- [Document text]:
History of essential oils
There is evidence that essential oils were used for centuries in different cultures – for religious, healing and culinary uses and in beauty routines. The earliest evidence of human knowledge of the healing properties of plants was found in Lascaux in the Dordogne in France where cave paintings, dating from 18,000 BCE indicate that medicinal plants were used in everyday life.
The Egyptians used aromatic extracts as early as 4,500 BCE – and the most famous of their herbal preparations, ‘Kyphi’ was a mixture of 16 ingredients that could be used as incense, perfume or medicine. The Egyptians used balsams, perfumed oils, scented barks, resins, spices, and aromatic vinegars. There is also evidence that ashes and smoke from aniseed, cedar, onion, garlic, grapes, and watermelon were used but priests were the only people allowed to use aromatic oils as they were necessary to be ‘at one’ with the Gods. Specific fragrances were dedicated to each deity and their statues were anointed with oils by their followers. There are at least 180 references to aromatic oils in the Bible and 33 essential oils or aromatic oil-producing plants are mentioned including Cypress, Sandalwood, Cedarwood, Hyssop, Myrtle and, of course, the Frankincense and Myrrh gifted to Jesus by the Three Kings. The Egyptians didn’t distil their own oils – many were imported from China.

- [Complete the following]:
- a) In the essential oils history text, how many ingredients made up the Egyptian preparation called 'Kyphi'?
- b) Return, word for word, the portion of the essential oils history text between "History of essential" and "in everyday life.", inclusive.

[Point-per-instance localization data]
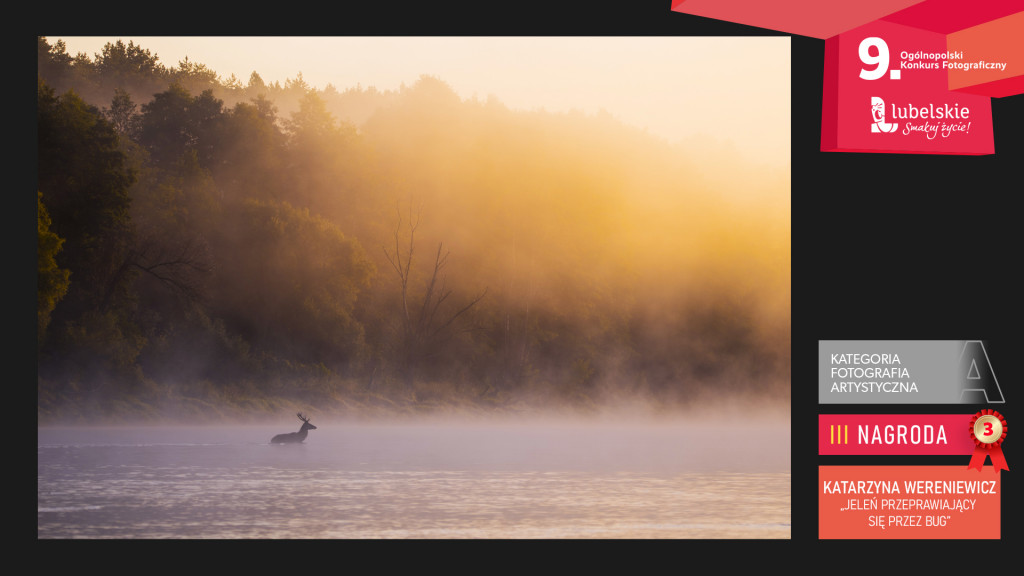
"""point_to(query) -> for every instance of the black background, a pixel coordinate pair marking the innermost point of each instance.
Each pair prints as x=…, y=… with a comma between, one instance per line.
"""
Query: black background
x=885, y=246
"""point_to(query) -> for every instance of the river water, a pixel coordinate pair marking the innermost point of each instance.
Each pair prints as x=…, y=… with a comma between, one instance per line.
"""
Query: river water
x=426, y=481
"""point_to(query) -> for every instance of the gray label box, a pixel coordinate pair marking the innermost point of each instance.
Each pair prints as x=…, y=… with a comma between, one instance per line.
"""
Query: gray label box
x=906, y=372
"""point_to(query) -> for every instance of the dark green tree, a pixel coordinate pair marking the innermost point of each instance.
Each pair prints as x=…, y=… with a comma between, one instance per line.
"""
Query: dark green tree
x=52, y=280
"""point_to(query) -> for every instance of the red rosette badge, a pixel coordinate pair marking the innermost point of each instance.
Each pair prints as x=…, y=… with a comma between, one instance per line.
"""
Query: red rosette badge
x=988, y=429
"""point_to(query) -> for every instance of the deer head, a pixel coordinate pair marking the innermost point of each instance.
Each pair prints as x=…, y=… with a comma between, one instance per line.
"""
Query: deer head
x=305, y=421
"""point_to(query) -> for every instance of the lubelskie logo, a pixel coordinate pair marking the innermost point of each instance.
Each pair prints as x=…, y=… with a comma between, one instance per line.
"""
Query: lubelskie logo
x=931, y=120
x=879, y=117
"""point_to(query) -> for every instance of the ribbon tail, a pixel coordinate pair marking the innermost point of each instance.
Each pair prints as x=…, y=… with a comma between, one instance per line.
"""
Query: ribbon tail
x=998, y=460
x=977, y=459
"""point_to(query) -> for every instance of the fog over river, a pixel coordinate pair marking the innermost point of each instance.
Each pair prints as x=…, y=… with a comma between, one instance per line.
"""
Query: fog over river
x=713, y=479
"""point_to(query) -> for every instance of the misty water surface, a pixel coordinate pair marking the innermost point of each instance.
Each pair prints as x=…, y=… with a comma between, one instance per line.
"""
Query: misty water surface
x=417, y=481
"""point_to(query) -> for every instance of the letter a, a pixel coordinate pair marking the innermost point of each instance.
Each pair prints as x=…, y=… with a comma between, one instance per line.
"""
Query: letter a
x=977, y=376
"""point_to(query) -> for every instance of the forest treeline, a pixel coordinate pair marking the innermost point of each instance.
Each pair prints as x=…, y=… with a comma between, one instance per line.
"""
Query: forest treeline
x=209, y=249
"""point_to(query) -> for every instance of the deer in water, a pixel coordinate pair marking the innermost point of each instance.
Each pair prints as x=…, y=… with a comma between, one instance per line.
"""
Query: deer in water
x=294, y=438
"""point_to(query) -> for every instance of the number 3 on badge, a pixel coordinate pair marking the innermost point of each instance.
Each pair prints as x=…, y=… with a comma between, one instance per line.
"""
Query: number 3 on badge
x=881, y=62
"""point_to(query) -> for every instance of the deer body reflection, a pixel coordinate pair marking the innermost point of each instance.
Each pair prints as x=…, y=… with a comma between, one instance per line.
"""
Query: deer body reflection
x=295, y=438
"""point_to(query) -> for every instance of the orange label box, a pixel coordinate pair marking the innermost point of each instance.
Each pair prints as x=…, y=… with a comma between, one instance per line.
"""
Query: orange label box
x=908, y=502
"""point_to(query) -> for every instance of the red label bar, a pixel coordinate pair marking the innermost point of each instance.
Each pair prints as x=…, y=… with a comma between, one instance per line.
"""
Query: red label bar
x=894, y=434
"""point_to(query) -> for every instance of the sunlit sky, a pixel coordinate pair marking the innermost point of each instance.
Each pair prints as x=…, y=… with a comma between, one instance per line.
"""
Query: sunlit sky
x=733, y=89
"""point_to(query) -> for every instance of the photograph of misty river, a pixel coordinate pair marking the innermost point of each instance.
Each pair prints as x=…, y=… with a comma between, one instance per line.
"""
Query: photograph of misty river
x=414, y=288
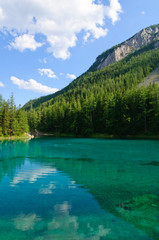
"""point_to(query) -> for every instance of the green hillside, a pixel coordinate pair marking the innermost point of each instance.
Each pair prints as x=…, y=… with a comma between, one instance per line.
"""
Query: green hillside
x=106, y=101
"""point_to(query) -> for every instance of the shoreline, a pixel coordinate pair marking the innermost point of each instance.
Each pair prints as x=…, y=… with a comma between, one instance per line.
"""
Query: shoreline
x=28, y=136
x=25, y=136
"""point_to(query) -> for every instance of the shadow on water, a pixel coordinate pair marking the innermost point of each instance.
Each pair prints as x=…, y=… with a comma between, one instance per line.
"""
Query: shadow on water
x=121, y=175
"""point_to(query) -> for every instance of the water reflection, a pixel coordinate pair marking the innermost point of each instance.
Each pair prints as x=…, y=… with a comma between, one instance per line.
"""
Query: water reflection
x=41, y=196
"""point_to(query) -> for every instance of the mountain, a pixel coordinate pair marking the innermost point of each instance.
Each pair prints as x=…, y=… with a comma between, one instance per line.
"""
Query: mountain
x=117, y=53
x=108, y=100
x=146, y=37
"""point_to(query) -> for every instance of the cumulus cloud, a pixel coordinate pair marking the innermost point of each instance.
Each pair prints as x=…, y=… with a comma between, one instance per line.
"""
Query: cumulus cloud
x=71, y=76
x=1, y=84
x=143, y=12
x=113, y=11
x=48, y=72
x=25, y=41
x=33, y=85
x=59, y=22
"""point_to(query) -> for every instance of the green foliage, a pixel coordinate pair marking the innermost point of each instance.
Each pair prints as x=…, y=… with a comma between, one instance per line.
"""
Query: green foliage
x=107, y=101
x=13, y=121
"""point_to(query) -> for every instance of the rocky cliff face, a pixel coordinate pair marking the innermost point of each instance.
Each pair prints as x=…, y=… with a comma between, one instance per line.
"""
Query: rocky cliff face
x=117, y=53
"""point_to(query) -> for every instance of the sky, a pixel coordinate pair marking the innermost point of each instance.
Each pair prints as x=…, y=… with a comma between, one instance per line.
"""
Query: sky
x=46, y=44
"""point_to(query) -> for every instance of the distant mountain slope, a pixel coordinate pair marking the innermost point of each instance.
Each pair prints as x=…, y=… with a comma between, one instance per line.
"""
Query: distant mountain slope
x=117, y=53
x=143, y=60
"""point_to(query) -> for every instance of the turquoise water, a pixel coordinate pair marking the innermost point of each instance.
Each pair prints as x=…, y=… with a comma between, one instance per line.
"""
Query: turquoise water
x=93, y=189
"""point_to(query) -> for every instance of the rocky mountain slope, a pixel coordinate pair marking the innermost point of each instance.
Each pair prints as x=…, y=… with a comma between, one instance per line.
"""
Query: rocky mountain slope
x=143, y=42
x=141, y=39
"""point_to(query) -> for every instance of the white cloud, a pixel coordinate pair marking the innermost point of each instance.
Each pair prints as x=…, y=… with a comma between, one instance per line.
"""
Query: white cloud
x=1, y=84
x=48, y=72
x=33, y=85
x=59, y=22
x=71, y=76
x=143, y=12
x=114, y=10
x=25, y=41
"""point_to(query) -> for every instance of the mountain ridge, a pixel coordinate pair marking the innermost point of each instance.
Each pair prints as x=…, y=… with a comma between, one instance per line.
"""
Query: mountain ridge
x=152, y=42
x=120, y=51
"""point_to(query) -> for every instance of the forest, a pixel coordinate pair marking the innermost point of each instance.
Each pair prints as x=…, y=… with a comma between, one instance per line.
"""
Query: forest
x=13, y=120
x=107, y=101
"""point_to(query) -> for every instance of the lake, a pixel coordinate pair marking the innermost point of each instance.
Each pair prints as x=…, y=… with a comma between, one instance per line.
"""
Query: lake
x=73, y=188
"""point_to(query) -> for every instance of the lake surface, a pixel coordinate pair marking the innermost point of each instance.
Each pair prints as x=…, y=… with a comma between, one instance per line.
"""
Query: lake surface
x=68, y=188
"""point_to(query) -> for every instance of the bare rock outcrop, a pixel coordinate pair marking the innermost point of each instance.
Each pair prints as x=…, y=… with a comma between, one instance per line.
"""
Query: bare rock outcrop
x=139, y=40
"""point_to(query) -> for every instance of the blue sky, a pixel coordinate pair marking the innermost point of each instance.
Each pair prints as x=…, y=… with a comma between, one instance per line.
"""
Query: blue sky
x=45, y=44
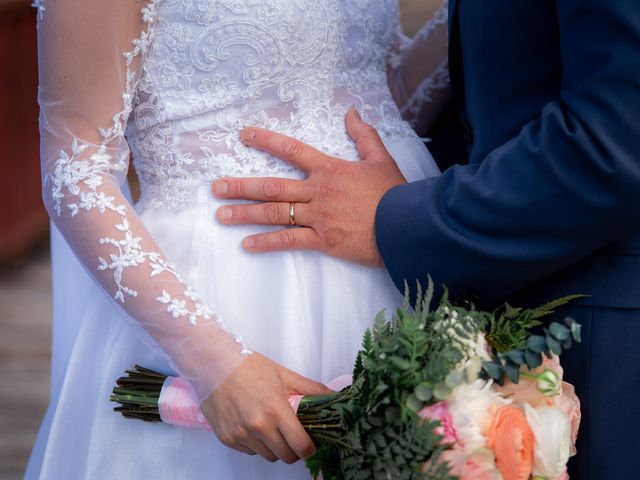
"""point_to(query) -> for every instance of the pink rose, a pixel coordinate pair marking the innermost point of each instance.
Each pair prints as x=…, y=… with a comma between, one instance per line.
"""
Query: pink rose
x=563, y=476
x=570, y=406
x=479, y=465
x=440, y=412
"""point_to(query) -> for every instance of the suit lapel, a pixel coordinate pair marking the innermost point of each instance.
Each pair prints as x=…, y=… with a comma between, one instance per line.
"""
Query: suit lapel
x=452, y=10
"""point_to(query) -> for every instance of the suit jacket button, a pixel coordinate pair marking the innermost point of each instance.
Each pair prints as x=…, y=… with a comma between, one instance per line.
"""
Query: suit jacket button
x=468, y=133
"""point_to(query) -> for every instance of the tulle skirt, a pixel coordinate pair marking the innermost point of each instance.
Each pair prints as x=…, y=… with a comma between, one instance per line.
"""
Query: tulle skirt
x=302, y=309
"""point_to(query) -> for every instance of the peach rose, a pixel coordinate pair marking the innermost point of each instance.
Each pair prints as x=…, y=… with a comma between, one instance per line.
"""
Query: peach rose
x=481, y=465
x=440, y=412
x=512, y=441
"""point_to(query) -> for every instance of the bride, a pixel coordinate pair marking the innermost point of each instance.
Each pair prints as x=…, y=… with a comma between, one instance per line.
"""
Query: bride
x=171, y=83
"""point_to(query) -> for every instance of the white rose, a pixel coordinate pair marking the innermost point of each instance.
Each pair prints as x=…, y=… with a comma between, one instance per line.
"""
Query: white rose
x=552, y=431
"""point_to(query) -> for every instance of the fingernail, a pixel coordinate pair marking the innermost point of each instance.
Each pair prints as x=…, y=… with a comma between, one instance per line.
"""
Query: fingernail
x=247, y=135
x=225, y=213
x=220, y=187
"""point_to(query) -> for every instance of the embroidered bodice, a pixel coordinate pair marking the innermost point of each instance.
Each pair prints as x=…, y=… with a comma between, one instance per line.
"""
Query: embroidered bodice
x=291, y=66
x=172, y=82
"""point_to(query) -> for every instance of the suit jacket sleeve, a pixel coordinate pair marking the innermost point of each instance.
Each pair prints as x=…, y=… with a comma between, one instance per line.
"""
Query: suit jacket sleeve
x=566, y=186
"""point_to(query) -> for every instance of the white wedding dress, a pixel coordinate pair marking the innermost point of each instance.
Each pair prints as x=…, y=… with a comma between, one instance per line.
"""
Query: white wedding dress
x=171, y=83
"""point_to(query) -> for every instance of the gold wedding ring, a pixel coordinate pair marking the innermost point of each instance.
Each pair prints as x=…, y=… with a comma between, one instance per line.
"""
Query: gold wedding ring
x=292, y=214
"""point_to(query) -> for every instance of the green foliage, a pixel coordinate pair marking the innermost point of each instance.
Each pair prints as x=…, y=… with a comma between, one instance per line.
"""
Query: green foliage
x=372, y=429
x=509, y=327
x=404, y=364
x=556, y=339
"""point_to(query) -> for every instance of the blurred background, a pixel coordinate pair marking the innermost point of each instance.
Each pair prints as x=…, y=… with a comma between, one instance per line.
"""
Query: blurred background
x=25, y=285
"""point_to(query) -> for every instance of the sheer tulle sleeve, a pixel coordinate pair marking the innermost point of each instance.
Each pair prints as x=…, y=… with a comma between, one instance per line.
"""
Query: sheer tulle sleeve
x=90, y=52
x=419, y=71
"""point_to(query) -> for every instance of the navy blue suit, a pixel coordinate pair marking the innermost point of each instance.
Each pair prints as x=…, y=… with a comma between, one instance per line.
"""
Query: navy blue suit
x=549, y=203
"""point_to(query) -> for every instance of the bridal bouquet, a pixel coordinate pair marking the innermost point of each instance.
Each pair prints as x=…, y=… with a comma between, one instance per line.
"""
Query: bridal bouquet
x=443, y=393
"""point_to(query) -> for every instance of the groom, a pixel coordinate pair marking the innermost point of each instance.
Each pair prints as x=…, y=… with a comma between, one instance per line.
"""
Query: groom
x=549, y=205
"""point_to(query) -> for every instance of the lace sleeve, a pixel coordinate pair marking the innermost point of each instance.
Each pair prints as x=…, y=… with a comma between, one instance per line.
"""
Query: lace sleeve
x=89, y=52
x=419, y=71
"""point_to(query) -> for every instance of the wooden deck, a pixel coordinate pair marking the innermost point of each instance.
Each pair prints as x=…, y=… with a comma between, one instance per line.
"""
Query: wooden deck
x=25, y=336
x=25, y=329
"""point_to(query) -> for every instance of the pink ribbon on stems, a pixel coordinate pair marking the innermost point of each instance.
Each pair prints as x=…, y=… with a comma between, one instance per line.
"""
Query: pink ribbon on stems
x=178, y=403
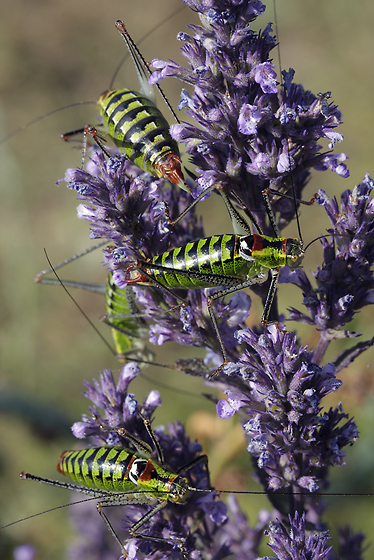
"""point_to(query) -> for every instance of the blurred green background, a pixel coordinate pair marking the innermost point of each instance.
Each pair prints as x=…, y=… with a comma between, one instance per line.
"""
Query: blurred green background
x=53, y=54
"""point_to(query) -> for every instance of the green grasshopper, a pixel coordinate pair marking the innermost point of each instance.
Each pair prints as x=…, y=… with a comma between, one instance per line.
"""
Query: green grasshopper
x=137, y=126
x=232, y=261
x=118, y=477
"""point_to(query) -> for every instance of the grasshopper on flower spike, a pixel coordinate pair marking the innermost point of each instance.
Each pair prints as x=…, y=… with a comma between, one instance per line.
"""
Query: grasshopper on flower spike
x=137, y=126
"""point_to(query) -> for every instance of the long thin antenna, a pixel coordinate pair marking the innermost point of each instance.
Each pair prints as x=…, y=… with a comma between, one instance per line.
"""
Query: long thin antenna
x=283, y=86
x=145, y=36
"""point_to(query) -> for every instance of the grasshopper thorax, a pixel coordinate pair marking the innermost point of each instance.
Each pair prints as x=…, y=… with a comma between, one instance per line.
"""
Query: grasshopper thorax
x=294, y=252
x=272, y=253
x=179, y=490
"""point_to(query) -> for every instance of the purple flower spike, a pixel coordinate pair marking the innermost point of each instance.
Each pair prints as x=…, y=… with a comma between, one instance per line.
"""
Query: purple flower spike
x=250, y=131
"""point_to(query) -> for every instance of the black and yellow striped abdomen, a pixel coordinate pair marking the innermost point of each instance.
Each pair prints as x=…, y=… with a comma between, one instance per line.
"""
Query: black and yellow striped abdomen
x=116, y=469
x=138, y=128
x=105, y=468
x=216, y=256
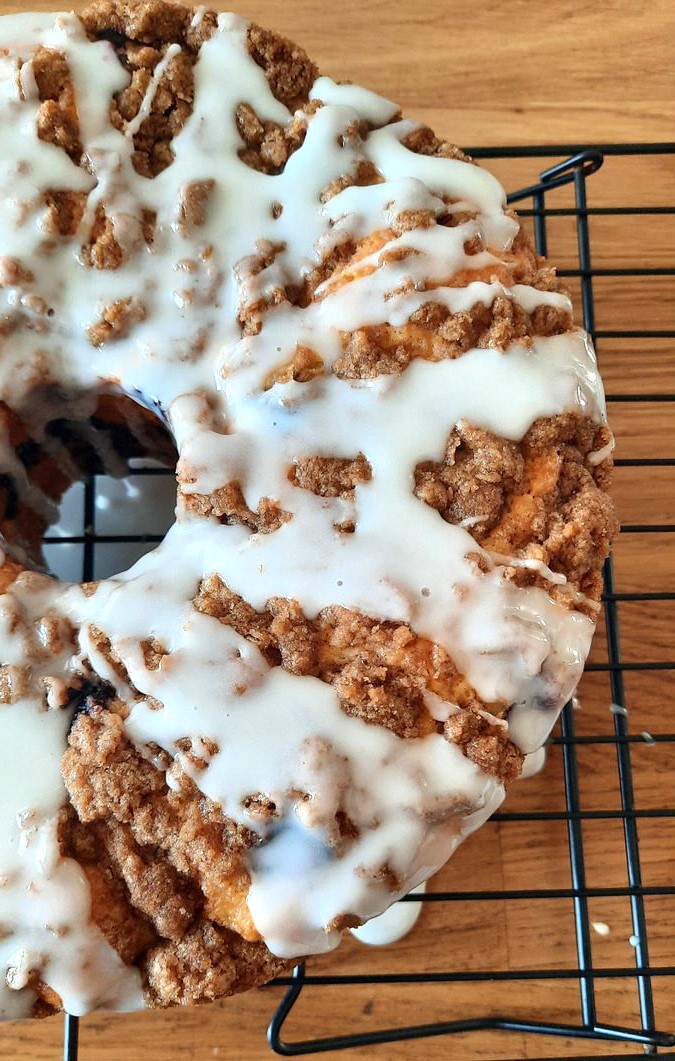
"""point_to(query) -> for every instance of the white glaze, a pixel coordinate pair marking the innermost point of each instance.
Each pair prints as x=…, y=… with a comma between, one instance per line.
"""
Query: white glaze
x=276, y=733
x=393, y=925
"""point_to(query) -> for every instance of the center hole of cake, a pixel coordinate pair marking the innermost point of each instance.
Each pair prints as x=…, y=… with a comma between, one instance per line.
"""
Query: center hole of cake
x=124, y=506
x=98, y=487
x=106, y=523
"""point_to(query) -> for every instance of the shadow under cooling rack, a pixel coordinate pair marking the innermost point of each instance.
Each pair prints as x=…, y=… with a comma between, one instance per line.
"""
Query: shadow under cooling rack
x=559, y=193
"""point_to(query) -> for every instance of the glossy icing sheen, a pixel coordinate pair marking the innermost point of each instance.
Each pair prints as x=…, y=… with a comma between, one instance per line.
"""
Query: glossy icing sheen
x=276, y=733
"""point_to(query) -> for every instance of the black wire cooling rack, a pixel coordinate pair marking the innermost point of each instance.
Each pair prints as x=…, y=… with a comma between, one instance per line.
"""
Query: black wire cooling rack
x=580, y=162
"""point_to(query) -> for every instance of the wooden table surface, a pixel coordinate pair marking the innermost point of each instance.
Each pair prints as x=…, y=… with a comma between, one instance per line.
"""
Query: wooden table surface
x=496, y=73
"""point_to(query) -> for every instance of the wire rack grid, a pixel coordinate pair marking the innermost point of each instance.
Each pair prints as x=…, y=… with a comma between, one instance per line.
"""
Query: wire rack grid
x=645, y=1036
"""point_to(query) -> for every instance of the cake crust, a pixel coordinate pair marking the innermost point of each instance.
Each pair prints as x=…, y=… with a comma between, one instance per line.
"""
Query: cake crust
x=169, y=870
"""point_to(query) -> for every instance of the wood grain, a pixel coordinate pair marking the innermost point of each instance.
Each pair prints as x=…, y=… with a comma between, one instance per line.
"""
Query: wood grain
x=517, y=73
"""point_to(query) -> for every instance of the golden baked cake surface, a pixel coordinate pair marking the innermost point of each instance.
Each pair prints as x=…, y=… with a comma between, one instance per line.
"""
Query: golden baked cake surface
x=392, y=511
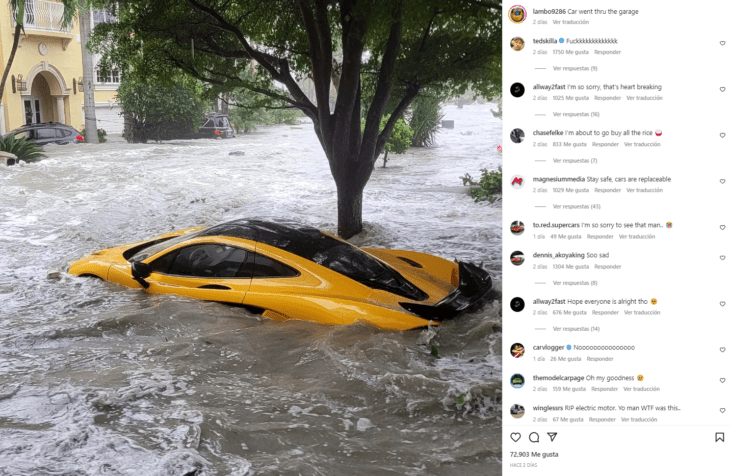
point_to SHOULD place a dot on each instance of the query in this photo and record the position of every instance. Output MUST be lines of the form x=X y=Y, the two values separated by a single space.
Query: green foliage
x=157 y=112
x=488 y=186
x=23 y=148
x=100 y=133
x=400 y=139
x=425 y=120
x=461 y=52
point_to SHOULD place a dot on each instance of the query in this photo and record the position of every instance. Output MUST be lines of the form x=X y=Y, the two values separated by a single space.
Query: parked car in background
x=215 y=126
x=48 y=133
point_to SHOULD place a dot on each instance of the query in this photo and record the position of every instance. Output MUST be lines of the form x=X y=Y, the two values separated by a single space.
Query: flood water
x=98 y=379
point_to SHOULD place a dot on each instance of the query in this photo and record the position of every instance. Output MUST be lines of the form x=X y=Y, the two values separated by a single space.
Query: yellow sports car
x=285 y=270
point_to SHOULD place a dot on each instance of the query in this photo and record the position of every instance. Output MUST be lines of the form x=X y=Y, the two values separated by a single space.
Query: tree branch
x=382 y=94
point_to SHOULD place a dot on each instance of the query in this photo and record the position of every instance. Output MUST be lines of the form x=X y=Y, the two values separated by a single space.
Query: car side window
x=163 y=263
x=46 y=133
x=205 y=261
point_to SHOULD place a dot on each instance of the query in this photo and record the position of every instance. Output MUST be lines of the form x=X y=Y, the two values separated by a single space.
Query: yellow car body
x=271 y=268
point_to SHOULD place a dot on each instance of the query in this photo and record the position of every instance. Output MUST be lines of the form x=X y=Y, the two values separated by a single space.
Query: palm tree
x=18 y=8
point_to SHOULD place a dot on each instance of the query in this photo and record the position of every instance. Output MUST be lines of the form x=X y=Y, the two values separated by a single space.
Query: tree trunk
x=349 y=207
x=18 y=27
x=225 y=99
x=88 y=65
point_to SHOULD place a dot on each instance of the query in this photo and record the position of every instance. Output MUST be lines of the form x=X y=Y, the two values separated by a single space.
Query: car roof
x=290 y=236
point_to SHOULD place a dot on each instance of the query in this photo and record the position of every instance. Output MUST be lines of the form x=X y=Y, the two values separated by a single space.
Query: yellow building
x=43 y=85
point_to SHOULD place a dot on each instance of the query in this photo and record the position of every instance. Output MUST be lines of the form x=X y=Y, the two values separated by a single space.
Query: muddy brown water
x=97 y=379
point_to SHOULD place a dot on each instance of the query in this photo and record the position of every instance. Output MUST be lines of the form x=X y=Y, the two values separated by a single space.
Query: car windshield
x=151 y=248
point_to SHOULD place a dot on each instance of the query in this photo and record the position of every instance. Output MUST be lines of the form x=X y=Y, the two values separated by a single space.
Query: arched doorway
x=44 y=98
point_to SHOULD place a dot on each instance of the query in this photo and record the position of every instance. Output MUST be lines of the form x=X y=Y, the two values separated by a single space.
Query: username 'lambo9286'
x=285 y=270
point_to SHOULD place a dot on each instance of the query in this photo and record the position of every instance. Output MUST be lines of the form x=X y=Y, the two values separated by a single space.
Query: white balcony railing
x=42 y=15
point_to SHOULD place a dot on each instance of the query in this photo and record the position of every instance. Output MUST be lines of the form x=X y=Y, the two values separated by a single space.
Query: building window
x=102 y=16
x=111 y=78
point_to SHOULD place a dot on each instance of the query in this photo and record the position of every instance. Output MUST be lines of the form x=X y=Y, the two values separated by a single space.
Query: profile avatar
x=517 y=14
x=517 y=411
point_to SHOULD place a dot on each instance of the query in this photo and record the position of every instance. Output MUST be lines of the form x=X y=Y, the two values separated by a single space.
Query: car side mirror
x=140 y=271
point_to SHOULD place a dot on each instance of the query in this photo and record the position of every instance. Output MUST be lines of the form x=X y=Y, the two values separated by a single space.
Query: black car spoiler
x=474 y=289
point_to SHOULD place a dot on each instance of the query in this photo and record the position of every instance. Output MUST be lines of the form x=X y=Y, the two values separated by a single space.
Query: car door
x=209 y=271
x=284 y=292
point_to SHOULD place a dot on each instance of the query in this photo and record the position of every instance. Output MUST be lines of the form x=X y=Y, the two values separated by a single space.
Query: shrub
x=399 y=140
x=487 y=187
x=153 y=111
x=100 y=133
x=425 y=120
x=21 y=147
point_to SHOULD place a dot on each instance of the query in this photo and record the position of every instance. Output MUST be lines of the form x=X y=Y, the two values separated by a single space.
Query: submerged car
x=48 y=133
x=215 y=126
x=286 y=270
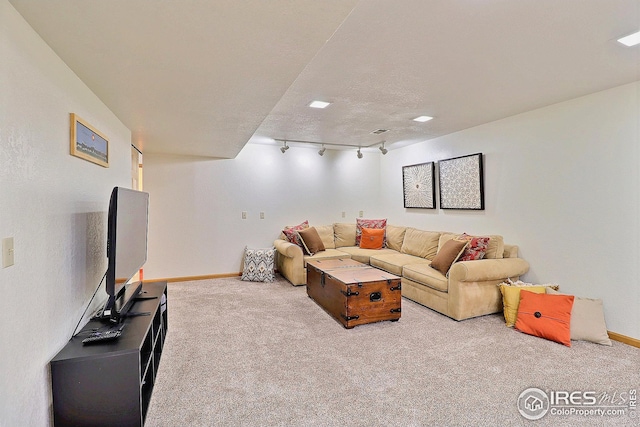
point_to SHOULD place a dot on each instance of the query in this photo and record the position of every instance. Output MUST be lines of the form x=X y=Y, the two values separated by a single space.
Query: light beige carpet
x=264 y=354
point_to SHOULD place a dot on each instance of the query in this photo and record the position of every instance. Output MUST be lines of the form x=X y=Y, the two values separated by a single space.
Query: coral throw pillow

- [Responses per task]:
- a) Kyphi was a mixture of 16 ingredients.

- b)
History of essential oils
There is evidence that essential oils were used for centuries in different cultures – for religious, healing and culinary uses and in beauty routines. The earliest evidence of human knowledge of the healing properties of plants was found in Lascaux in the Dordogne in France where cave paintings, dating from 18,000 BCE indicate that medicinal plants were used in everyday life.